## Page extract
With the archaeological exhibition, you will gain new insights into the (pre)history of north-eastern Slovenia and Austrian Styria, from the Neolithic Period to the Middle Ages. The exhibition presents recent research findings in the fields of archaeology, archaeobotany, and archaeozoology in a modern and interactive way. The icing on the cake during your visit will be the reconstruction of an Early Iron Age house from more than 2700 years ago. You can discover more details about other historical remains at the Regional Museum Maribor (https://museum-mb.si/).
Municipality of Novo mesto
Seidlova cesta 1, SI-8000 Novo mesto, Slovenia
The municipality of Novo mesto, as the focal point of the Dolenjska Region, lies in the south-eastern part of Slovenia, near the border with Croatia, between two capitals: Ljubljana and Zagreb. There are approximately 37,300 people living in the municipality, with over 22,300 living in the town of Novo mesto. Novo mesto is the administrative, cultural, economic, educational, ecclesiastical, health and sports centre of the Dolenjska Region. The town is characterised by its exceptionally successful pharmaceutical, automotive, construction, textile, and other industries. That is why Novo mesto is called “the export capital of Slovenia”.
Novo mesto was awarded its town rights on 7 April 1365 by Duke Rudolf IV of Hapsburg. This date is also the municipal holiday. The geostrategic advantages and natural endowments of the area around the bend of the Krka River were already known to the Illyrians and Celts. The rich archaeological sites in Novo mesto have also made it known as the Town of Situlae. The superb archaeological heritage is one of the crucial elements of the town’s identity, placing Novo mesto on the world map of central Iron Age archaeological sites, especially the period from the 7th to the 5th century BC. Besides the precious archaeological sites, the town’s noteworthy gems include the Cathedral of St. Nicholas with Tintoretto’s painting of St. Nicholas, the Main Square with the Town Hall and the Kette Fountain, the Monastery with its rich library dating back to the 15th century and the picturesque Breg riverbank with condensed set of residential buildings built on the demolished medieval town walls.
In addition to the many attractions that Novo mesto holds, a visitor is always welcomed by friendly and kind citizens. Come and see for yourselves!
Zavod Situla – Institute For Cultural Heritage, Tourism And Culture
Dilančeva ulica 1, SI-8000 Novo mesto, Slovenia
Established in 2006, Zavod Situla is this year celebrating 15 years of being one of the key stakeholders in town of Novo mesto in the field of cultural heritage protection, youth tourism and event management. Hostel under its management can welcome over 70 guests in 18 units.
Slogan “Meet the Stories of a Distant past” is also a guideline for activities and a fundament on which youth tourism is promoted and developed. Inner design of a hostel is strictly related to motives of Hallstatt Period and can be sensed throughout the whole experience of a guest. Vision of the institute is to continue promoting youth tourism by emphasising cultural and heritage note.

(Saved entries)
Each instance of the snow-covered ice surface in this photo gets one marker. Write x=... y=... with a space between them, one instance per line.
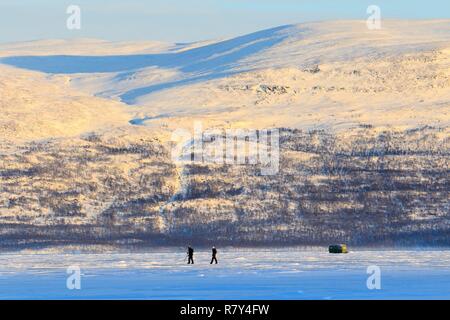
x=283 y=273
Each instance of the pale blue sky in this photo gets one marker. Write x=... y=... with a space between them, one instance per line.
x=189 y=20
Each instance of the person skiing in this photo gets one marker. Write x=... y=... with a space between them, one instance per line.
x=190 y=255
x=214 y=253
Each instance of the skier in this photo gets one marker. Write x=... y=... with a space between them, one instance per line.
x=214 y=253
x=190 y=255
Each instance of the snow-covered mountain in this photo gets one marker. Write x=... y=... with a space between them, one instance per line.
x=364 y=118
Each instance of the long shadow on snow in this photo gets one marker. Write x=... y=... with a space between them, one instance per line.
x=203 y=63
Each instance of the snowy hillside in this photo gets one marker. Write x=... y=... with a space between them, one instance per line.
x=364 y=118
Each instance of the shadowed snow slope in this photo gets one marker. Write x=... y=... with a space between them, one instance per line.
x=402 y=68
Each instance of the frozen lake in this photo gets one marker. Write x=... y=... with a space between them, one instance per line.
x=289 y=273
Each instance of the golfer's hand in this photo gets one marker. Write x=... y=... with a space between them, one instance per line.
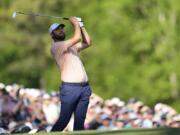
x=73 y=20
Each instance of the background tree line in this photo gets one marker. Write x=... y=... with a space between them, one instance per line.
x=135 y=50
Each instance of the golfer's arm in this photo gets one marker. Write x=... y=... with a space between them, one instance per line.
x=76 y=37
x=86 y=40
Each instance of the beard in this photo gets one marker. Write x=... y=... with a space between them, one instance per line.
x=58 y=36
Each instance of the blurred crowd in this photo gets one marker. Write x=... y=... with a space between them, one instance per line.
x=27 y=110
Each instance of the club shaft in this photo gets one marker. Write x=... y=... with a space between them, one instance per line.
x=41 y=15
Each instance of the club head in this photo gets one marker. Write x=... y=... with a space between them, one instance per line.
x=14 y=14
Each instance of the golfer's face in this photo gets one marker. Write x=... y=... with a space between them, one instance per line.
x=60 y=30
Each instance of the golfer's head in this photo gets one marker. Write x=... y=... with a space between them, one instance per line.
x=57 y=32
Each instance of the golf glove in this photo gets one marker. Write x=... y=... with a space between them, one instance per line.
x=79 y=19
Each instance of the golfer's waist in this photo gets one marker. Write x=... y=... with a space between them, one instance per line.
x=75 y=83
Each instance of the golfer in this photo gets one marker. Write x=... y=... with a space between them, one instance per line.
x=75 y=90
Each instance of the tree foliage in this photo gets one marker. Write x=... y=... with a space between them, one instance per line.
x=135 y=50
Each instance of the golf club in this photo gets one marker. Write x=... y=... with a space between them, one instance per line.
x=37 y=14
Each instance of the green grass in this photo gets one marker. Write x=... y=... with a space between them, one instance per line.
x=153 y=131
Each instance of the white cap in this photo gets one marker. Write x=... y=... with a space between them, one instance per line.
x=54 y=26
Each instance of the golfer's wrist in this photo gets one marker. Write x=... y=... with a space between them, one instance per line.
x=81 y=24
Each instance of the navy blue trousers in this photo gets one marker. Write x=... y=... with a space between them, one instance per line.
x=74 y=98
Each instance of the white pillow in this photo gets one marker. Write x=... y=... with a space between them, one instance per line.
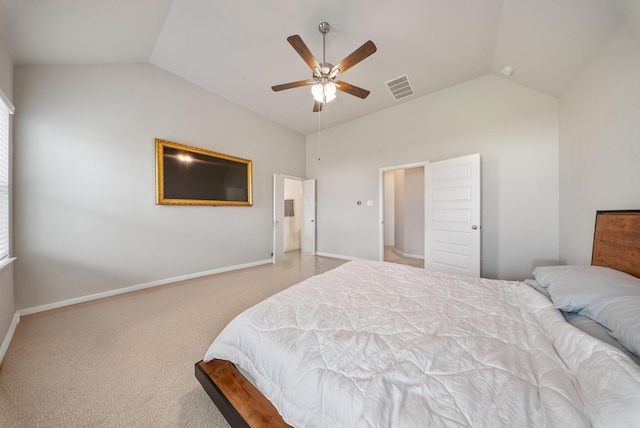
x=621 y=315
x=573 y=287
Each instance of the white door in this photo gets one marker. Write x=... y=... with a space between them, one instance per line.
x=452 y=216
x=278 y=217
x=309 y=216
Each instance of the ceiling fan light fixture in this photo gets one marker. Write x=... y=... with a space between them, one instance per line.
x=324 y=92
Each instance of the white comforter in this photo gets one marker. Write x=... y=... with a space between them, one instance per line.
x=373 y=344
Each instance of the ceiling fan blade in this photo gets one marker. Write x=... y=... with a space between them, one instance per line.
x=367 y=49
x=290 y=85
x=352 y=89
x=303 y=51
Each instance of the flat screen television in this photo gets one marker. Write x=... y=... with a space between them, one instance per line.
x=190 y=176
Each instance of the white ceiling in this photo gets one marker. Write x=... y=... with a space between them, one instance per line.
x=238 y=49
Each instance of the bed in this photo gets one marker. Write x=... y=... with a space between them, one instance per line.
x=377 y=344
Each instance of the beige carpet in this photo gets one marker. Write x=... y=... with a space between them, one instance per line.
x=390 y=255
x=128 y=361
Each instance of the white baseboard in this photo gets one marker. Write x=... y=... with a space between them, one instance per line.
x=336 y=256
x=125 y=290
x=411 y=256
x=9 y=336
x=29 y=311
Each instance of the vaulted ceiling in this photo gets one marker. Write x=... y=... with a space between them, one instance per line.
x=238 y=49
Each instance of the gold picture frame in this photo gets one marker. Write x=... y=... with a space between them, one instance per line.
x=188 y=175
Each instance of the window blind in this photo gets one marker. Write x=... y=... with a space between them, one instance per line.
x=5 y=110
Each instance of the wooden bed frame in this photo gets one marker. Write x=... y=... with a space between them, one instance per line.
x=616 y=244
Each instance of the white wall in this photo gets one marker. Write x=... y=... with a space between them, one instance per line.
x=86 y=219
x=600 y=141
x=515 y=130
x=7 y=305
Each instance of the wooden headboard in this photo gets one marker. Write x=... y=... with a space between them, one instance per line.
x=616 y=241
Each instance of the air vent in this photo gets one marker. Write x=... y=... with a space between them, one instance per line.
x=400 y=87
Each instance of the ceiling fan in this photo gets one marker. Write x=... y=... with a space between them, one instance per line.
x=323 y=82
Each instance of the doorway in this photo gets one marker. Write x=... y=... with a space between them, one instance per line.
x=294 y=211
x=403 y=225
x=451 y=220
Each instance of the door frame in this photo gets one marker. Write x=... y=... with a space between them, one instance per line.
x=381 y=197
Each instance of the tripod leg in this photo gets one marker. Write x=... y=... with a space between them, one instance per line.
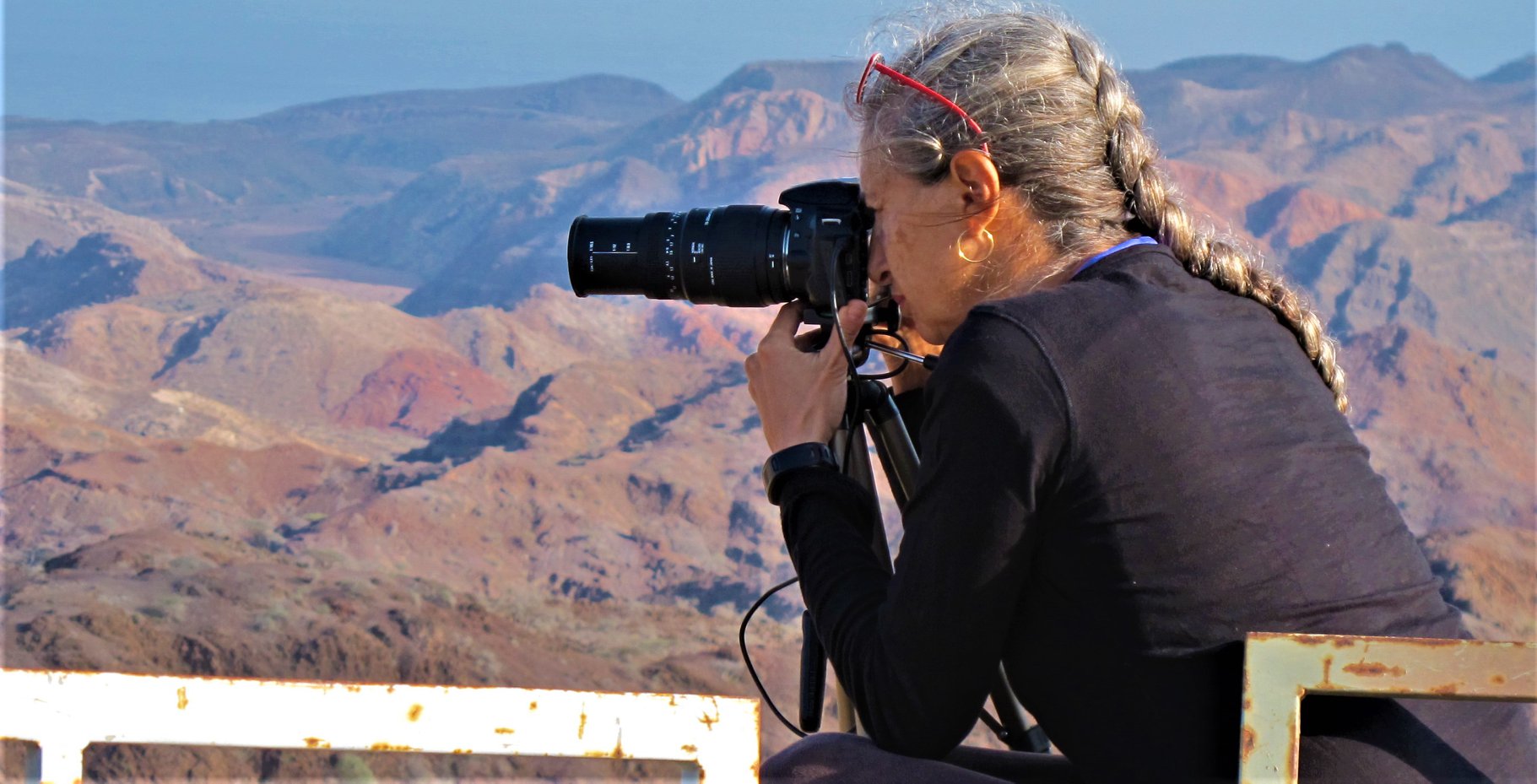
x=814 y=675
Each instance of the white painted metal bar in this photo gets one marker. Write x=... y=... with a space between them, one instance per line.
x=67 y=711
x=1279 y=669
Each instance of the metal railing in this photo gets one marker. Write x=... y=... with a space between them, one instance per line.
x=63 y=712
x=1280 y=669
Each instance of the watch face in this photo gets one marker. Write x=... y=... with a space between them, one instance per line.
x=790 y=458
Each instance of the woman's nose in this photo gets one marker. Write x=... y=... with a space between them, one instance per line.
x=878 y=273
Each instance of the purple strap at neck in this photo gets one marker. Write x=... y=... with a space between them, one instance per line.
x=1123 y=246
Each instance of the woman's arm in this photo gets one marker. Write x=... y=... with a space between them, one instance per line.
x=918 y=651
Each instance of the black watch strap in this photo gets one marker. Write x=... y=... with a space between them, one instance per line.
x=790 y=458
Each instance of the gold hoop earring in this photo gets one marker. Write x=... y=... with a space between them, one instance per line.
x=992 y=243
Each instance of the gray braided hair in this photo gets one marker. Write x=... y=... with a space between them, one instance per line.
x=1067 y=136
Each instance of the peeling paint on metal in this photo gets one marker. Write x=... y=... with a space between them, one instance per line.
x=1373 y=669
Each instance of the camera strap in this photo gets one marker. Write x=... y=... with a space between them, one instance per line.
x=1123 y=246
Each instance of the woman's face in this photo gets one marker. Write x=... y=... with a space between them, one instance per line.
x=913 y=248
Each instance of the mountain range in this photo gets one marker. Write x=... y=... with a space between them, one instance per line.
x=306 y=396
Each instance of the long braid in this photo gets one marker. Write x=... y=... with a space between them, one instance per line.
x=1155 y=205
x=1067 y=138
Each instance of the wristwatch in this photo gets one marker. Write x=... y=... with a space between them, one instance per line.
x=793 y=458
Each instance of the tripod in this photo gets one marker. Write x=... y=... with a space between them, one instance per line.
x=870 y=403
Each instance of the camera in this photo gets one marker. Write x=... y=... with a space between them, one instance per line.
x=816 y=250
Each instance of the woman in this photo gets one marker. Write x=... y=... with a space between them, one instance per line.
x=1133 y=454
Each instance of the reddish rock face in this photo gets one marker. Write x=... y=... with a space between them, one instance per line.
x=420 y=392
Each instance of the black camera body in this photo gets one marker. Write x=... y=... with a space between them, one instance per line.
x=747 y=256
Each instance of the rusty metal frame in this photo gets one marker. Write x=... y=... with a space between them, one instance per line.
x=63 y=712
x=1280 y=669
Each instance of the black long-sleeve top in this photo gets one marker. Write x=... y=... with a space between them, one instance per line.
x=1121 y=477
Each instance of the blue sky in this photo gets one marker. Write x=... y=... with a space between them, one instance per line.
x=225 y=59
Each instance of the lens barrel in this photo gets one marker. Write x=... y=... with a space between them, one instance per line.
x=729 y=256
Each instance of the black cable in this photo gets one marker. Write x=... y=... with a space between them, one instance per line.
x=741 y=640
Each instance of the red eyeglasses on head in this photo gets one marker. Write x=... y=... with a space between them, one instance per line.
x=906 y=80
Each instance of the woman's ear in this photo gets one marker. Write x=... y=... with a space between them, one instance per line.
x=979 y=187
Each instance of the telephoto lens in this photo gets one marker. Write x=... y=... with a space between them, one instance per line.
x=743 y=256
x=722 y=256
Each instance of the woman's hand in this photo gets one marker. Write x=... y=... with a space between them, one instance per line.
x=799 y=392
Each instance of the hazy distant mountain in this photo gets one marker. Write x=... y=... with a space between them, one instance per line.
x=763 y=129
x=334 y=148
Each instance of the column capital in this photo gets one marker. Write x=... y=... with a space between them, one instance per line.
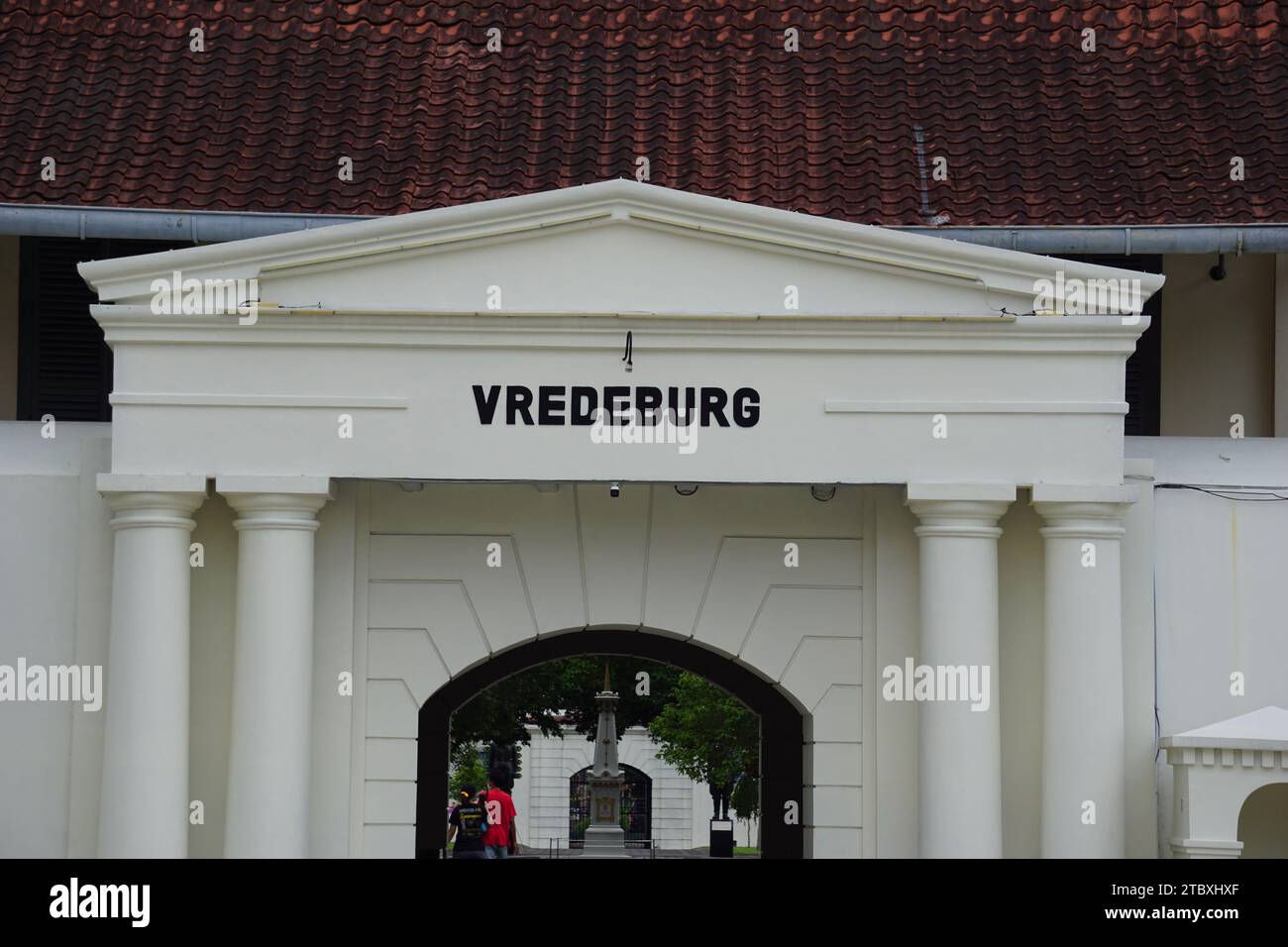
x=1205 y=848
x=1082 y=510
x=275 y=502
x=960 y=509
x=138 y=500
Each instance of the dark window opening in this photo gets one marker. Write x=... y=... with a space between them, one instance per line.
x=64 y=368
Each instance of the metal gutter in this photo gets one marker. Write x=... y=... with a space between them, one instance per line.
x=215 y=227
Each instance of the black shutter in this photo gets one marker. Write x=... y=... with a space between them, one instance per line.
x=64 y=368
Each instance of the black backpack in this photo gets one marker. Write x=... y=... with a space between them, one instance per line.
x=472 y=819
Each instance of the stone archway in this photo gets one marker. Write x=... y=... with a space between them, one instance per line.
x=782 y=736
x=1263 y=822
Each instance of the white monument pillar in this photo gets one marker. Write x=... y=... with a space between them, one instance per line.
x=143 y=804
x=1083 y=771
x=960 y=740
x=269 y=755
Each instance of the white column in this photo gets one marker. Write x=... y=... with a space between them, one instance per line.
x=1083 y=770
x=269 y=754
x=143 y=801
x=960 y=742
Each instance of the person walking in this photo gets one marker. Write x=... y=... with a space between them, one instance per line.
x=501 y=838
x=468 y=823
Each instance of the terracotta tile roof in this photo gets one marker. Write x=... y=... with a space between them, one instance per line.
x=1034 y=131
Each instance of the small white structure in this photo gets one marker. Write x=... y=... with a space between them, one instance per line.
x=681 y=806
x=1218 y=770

## Task A
Decide whether each statement agrees with the heritage text, answering yes or no and quoting the deciding words of the text: (i) Novo mesto received its town rights from Duke Rudolf IV of Hapsburg. (ii) The archaeological exhibition covers the period from the Neolithic Period to modern times. (iii) The hostel managed by Zavod Situla can welcome over 70 guests.
## Task B
Extend the heritage text, beginning after its final sentence.
These lines are not needed for the work that follows.

## Answer area A
(i) Yes: "Novo mesto was awarded its town rights on 7 April 1365 by Duke Rudolf IV of Hapsburg."
(ii) No: "from the Neolithic Period to the Middle Ages."
(iii) Yes: "Hostel under its management can welcome over 70 guests in 18 units."

## Answer area B
Main projects in cooperation with Municipality of Novo mesto and Lower Carniola Museum are focused on promoting the revival of a town centre. In that manner Zavod Situla successfully organised a 4-day film festival called “Cinema on the Square” and revived local market on the Main Square, where vendors like local farmers, artisans and crafters offered their products once a week.
Municipality of Zreče
Cesta na Roglo 13b 3214 Zreče, Slovenia
Zreče Municipality, with a surface area of 67 km² and 6,500 inhabitants, is listed as a medium-sized Slovenian municipality. It is highly oriented on tourism and industry and offers 4000 jobs.
Numerous archaeological findings discovered at Brinjeva Gora and Gračič testify to the first settlements in the area of Zreče, while the first written sources appeared as early as the 10th century in the Early Middle Ages, when Zreče was divided into several church and secular farms. When it comes to towns, the most important was the town of Freudenberg, located on a hill below Brinjeva Gora.
In Zreče, sawmills, mills, glassworks, wood industry, small mines and especially blacksmithing began to sprout very early, and after the First World War, a real blacksmithing industry was developed. Nowadays, Zreče is known for its developed economy thanks to the activities of the companies Unior d.d., Unitur d.o.o., Weiler abrasives d.o.o. and GKN Driveline Slovenija d.o.o., as well as for its agriculture, while the development of small businesses is an important factor in the overall economic growth of the municipality.
In recent decades, tourism has become the most important industry in Zreče Municipality. Rogla Climate and Tourist Resort, located at an altitude of 1,500 meters, as well as the Zreče Thermal Spa have been developed there, but the municipality also boasts a rich cultural and private tourism offer, which complements the overall tourism offer of the municipality with private hotels, picnic and tourist farms and apartments.
University of Maribor Botanic Garden
Pivola 10, 2311 Hoče, Slovenia
University of Maribor Botanical Garden invites visitors to explore the world of plants and history. Authentic and foreign flora is presented here, especially some floristic rarities of the Pohorje Mountain range and other parts of North Eastern Slovenia. It also holds many horticultural collections, provides places for meetings, relaxation, learning and playing. The garden is a scientific and research institution, open to the public. Visitors can also learn about the history and archaeology of the region by taking the Archaeological trail leading through an Early Iron Age burial mound cemetery or visit the archaeological exhibition, both located within the garden grounds.
University of Maribor Botanical Garden spreads over an area of about 16 hectares and is a part of a larger agricultural estate maintained by the Faculty of Agriculture and Life Sciences. The first steps towards planting a botanic garden were made in 1994 and many plant collections were added since 1996. Since 1999, the garden has been a member of the Botanic Gardens Conservation International society. The garden has been opened for visitors for the first time on the 24th of May 2002, celebrating the European Parks Day.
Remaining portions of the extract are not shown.